__Supplied passage__
A new crop of entrepreneurs are seeing the potential in everything from sea plankton to rejected Little Debbie snack cakes.
Can new feedstocks take on commodities like canola?
Just as mainstream markets begin to embrace corn-based ethanol and soybean-based biodiesel, a new crop of entrepreneurs is hot on the hunt of better “boutique” feedstocks and better methods to make and sell biofuel.

Like beermakers dabbling in microbrews, mavericks in the biofuels world are getting creative with their ingredients. Their craft varies greatly from the industry standard of blanketing available farmland with corn and soybean (or in Brazil’s case, sugar cane) to yield only a single-digit percentage of the world’s fuel needs.

Candidates for new fuel feedstocks include biomass waste products such as sawdust and sludge, a variety of oil-producing algae, oil-rich seeds such as canola and mustard, and wild grasses such as switchgrass and miscanthus. Entrepreneurs are attempting to extrapolate energy in everything from sea plankton to rejected Little Debbie snack cakes. In each case, the key is finding a boutique feedstock that offers a high yield without being a critical food source. As the search for economically attractive feedstocks continues, researchers are also improving the process by which biofuels are produced.

__Stated exercise a__
Duplicate the part of the biofuels passage starting at "Candidates for new" and ending at "biofuels are produced.".

[Records from a collection]
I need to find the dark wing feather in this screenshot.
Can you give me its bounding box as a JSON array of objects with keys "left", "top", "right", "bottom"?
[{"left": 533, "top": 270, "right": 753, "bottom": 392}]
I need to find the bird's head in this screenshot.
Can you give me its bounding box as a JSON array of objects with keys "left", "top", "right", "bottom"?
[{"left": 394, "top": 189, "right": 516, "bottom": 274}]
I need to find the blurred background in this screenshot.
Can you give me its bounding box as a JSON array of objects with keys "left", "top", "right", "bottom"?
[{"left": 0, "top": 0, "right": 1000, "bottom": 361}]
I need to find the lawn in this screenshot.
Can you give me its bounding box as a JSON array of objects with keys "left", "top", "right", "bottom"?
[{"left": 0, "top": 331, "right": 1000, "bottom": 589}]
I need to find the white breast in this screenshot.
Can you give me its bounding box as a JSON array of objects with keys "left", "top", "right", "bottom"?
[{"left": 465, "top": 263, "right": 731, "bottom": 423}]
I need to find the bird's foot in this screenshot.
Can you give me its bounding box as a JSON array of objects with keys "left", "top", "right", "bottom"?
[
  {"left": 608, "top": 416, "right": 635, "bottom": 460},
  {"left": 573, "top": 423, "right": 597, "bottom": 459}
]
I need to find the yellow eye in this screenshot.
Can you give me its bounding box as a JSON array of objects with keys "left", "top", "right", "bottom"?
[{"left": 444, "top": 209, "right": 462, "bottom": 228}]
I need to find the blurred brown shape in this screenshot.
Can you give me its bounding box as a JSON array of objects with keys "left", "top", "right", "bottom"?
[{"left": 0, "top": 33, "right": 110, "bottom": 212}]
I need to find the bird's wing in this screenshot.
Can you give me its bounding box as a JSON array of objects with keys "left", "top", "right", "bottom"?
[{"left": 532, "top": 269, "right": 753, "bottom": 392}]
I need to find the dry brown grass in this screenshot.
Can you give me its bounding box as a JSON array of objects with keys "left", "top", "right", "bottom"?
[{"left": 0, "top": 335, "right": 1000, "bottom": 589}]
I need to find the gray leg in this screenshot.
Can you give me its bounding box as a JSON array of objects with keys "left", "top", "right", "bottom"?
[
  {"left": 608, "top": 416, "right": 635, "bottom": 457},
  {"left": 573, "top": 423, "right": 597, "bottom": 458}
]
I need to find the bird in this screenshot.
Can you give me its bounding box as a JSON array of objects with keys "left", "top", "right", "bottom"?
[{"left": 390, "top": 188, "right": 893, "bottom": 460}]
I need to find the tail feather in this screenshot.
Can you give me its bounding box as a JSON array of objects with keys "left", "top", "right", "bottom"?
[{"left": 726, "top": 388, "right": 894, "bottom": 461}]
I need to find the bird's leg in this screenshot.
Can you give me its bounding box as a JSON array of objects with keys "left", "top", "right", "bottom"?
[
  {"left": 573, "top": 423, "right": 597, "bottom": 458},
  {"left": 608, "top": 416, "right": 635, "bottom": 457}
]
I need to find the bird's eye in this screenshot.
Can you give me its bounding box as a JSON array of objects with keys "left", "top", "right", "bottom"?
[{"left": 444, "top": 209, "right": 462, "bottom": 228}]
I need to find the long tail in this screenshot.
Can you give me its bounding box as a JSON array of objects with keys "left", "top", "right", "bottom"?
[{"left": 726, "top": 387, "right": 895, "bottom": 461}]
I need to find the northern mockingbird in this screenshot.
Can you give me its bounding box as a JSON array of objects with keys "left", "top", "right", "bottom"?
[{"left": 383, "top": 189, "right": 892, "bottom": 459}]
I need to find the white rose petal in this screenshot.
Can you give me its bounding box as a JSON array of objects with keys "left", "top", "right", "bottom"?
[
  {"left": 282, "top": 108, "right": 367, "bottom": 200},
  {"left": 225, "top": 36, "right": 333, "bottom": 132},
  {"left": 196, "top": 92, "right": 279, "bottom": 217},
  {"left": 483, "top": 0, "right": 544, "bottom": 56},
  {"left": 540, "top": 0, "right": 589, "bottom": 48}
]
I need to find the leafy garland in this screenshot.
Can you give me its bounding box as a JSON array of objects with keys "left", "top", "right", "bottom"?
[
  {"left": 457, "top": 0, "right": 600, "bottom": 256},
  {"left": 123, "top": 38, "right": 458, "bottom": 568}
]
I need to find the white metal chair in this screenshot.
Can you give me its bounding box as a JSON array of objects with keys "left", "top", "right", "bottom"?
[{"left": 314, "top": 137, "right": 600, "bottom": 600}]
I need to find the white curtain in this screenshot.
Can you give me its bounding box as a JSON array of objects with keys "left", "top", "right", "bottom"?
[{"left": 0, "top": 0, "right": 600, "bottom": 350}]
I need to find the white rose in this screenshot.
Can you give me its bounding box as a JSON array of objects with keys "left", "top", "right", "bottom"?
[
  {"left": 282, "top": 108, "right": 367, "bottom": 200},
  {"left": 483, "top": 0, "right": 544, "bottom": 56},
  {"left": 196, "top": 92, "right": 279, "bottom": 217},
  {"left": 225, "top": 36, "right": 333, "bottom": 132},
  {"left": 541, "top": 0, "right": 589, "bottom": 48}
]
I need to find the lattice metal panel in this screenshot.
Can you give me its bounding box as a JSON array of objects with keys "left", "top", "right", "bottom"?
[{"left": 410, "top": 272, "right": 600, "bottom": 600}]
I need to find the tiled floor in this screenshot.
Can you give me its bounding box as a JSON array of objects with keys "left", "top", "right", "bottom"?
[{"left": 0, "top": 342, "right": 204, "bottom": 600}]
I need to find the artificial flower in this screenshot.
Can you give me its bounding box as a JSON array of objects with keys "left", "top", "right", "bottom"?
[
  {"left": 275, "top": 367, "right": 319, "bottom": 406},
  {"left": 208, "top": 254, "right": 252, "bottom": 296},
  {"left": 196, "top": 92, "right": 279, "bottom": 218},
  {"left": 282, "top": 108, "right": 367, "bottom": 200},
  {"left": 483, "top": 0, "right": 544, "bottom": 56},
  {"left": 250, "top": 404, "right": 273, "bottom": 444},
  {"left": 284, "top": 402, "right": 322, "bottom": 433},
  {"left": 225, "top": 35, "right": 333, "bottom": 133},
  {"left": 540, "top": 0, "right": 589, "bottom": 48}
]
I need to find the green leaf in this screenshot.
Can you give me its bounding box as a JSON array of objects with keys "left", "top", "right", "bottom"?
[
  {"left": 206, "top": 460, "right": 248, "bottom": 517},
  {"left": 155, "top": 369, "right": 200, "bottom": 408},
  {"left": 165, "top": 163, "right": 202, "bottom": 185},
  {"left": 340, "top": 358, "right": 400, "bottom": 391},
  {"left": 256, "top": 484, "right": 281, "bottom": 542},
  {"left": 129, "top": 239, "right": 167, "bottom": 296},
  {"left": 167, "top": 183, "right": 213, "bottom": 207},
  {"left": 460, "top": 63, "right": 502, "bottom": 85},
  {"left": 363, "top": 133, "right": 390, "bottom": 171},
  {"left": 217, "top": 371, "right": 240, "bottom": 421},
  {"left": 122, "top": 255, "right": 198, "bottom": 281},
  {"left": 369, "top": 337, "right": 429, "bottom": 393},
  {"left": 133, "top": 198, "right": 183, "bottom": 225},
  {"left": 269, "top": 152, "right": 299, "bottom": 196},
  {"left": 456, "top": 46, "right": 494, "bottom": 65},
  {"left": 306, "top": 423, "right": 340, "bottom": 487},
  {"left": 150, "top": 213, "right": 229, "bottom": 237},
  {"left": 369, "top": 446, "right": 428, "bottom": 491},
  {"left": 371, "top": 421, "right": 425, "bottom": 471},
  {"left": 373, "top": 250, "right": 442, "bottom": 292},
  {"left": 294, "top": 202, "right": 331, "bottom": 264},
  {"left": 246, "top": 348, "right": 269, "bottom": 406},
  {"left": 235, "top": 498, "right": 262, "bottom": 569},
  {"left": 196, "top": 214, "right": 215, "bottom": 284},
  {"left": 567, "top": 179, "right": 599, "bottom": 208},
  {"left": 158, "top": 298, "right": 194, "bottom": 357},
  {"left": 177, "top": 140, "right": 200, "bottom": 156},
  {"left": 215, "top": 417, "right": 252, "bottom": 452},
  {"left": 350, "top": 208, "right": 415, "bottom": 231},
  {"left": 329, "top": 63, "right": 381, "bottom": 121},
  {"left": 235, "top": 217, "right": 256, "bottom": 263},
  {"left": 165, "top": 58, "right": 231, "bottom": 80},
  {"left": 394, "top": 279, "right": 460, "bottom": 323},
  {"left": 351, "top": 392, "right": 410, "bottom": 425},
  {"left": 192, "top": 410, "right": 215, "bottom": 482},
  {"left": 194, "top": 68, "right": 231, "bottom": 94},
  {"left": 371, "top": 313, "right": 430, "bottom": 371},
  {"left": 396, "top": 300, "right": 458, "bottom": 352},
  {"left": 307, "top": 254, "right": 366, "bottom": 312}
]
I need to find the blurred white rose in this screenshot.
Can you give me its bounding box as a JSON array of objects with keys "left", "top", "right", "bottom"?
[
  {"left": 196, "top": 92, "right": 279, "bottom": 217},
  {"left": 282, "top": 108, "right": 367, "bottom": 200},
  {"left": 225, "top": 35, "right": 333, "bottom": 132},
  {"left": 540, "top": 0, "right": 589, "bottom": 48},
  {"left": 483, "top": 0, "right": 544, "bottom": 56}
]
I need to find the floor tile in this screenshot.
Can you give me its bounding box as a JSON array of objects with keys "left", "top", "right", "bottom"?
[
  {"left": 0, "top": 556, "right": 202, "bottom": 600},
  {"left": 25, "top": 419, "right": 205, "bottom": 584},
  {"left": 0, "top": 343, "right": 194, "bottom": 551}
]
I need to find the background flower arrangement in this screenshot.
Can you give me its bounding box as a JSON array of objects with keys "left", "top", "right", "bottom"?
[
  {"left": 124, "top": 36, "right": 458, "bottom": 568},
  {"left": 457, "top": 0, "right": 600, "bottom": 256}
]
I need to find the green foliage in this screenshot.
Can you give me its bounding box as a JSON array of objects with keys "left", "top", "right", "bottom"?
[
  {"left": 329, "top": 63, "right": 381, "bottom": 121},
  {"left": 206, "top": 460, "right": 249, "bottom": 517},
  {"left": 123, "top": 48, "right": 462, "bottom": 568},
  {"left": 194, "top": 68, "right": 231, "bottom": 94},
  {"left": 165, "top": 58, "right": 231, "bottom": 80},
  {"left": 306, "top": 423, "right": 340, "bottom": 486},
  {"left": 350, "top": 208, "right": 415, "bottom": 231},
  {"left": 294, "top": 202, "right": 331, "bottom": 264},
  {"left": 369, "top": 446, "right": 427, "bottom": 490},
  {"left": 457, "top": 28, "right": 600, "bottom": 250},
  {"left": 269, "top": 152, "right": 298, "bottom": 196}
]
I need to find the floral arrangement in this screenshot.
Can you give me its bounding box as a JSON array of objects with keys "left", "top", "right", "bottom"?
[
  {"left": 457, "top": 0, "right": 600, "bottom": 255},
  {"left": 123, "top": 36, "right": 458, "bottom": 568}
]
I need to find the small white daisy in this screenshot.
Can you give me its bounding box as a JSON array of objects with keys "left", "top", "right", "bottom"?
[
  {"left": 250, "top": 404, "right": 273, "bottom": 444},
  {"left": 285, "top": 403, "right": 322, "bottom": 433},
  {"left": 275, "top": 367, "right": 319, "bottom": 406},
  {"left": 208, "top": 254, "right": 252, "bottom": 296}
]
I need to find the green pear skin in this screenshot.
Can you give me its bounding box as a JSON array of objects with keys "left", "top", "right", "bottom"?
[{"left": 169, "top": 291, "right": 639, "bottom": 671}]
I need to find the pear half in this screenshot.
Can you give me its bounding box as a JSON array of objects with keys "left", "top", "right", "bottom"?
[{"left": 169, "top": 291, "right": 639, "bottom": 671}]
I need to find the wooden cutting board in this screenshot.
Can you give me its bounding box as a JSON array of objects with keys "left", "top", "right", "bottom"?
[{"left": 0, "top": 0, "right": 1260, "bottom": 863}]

__Stated exercise b__
Give the listing lines starting at the line containing "I need to find the green pear" and ending at the last line of the listing as a JSON list of strings, one per line, with blank lines omitted.

__Correct response a__
Candidates for new fuel feedstocks include biomass waste products such as sawdust and sludge, a variety of oil-producing algae, oil-rich seeds such as canola and mustard, and wild grasses such as switchgrass and miscanthus. Entrepreneurs are attempting to extrapolate energy in everything from sea plankton to rejected Little Debbie snack cakes. In each case, the key is finding a boutique feedstock that offers a high yield without being a critical food source. As the search for economically attractive feedstocks continues, researchers are also improving the process by which biofuels are produced.

__Correct response b__
[
  "I need to find the green pear skin in this screenshot.",
  "Can you give me its bounding box as a JSON array of objects with keys \"left\", \"top\", \"right\", \"bottom\"?",
  "[{\"left\": 169, \"top\": 291, \"right\": 639, \"bottom\": 671}]",
  "I need to find the pear half in this screenshot.",
  "Can you give me its bounding box as a JSON array of objects with keys \"left\", \"top\", \"right\", \"bottom\"?",
  "[{\"left\": 169, \"top\": 291, \"right\": 639, \"bottom\": 671}]",
  "I need to find the wooden cutting board in this screenshot.",
  "Can you give me its bounding box as a JSON array of objects with keys \"left\", \"top\", \"right\", \"bottom\"?",
  "[{\"left\": 0, \"top\": 0, \"right\": 1260, \"bottom\": 863}]"
]